(What you will do): Would you work out how many of the lines below hold "coords" and reply with nothing but the number?

(Extracted information):
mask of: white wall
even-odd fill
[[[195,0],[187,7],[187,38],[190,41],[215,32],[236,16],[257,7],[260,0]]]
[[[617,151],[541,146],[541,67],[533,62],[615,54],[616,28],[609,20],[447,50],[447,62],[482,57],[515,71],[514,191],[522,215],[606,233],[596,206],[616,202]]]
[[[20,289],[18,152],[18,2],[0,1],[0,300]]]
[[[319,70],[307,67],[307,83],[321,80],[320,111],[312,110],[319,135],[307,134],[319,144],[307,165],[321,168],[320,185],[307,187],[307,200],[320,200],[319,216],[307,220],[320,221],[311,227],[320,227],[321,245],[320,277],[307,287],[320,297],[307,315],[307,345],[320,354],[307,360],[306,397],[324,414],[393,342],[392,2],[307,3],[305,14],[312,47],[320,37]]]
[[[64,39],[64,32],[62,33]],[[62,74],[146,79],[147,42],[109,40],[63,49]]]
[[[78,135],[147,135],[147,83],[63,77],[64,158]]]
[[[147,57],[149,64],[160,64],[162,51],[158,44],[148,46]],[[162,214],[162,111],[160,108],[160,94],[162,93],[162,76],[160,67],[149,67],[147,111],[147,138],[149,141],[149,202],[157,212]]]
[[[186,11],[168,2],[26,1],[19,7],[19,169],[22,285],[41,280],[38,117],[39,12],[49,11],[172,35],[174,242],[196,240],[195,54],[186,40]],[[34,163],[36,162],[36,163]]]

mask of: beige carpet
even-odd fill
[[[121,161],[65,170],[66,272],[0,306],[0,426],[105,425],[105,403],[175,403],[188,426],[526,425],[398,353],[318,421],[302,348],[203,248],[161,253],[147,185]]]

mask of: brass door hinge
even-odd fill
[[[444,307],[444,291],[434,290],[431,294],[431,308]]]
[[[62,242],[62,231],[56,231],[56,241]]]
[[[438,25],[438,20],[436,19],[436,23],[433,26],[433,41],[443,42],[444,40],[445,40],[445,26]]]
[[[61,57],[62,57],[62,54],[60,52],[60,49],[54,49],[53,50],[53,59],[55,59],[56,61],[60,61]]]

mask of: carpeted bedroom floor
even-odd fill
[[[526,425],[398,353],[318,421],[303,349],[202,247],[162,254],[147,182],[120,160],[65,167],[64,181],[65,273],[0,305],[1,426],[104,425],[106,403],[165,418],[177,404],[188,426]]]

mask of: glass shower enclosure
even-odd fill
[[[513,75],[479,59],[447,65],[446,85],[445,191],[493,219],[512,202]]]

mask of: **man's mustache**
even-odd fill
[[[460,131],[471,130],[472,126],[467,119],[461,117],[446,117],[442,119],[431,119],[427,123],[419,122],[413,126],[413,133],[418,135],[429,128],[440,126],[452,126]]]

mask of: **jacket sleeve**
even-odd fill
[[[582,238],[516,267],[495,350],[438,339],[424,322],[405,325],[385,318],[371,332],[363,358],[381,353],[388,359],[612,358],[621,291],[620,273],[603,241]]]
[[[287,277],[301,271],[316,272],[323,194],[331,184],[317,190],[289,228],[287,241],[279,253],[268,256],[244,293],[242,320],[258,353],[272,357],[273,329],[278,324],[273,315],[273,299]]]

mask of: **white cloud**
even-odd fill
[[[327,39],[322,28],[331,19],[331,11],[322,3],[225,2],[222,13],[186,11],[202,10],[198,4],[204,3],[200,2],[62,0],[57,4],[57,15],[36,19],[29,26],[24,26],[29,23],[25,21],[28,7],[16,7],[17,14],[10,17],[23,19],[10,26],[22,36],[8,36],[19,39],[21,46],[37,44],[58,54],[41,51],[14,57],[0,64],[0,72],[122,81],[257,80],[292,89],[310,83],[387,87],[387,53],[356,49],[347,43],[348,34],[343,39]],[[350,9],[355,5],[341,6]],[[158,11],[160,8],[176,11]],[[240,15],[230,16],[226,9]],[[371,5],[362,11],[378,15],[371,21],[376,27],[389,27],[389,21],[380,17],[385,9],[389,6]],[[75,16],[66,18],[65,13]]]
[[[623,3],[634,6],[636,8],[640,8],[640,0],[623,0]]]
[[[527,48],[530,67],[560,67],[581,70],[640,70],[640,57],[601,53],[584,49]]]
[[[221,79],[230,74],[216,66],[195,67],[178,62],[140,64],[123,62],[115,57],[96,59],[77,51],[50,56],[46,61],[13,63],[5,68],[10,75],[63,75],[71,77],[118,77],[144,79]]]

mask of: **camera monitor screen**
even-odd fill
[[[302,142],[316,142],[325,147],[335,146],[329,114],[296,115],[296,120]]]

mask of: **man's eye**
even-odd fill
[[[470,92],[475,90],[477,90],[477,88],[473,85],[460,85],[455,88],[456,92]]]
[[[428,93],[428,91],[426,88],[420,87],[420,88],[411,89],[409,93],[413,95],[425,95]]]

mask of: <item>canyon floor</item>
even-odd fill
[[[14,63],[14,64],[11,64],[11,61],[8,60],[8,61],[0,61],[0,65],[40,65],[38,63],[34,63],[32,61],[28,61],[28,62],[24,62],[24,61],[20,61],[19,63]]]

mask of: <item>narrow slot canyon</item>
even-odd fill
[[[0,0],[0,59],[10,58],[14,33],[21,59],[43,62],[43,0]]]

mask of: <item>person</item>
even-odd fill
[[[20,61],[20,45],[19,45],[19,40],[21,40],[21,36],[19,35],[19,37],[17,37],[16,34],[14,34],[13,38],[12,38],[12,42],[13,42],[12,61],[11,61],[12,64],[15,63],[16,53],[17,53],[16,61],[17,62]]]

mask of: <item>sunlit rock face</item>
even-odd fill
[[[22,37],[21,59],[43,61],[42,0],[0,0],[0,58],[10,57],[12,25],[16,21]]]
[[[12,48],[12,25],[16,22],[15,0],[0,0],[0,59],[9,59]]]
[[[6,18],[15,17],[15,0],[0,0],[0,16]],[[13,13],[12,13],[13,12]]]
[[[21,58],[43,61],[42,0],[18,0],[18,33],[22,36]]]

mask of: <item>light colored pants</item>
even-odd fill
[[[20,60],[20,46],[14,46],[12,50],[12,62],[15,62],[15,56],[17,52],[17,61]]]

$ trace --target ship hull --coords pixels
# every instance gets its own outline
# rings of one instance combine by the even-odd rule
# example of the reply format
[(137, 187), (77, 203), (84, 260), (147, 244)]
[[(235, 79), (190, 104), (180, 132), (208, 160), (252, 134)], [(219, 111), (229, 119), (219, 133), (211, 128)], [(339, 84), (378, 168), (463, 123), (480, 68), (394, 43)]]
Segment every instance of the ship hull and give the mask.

--

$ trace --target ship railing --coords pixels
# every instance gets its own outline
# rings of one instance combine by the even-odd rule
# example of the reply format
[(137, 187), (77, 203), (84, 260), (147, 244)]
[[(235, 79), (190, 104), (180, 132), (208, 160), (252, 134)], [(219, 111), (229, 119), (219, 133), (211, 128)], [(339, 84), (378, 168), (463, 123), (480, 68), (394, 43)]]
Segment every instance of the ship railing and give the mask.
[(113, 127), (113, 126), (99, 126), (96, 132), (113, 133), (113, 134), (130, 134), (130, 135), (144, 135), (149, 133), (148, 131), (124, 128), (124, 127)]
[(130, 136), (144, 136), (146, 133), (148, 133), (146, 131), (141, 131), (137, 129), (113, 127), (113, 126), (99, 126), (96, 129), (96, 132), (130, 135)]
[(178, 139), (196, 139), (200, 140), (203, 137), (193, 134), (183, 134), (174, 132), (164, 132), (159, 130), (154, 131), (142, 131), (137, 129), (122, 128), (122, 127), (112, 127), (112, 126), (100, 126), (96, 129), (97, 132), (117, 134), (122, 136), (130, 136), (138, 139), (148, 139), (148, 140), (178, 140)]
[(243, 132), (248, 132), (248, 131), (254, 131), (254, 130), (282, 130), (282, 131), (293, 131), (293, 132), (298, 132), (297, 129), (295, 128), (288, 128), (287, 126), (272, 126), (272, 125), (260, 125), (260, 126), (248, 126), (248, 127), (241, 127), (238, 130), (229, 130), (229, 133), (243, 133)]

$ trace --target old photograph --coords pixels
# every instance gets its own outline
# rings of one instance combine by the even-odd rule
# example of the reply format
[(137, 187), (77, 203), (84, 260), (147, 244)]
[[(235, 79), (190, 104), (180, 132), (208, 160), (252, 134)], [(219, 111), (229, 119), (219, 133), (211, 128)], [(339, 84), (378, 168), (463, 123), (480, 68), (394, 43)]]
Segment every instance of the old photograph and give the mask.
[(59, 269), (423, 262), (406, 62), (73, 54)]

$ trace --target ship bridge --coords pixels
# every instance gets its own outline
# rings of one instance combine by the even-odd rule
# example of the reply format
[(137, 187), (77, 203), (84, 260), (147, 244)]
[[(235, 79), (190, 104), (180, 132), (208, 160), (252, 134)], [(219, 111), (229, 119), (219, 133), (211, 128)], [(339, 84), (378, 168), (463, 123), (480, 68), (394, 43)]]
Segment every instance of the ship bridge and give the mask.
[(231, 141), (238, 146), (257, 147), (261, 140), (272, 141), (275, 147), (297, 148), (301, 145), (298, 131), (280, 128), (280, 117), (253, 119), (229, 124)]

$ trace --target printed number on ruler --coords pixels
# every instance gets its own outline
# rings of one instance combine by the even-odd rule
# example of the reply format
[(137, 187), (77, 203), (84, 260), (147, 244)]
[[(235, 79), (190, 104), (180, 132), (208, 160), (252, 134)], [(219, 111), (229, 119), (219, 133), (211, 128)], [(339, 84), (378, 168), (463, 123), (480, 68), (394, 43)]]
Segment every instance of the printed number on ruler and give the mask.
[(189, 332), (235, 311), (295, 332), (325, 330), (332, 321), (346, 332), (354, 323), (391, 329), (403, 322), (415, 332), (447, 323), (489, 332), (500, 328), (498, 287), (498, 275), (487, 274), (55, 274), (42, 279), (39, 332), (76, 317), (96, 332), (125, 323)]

(Task output): 5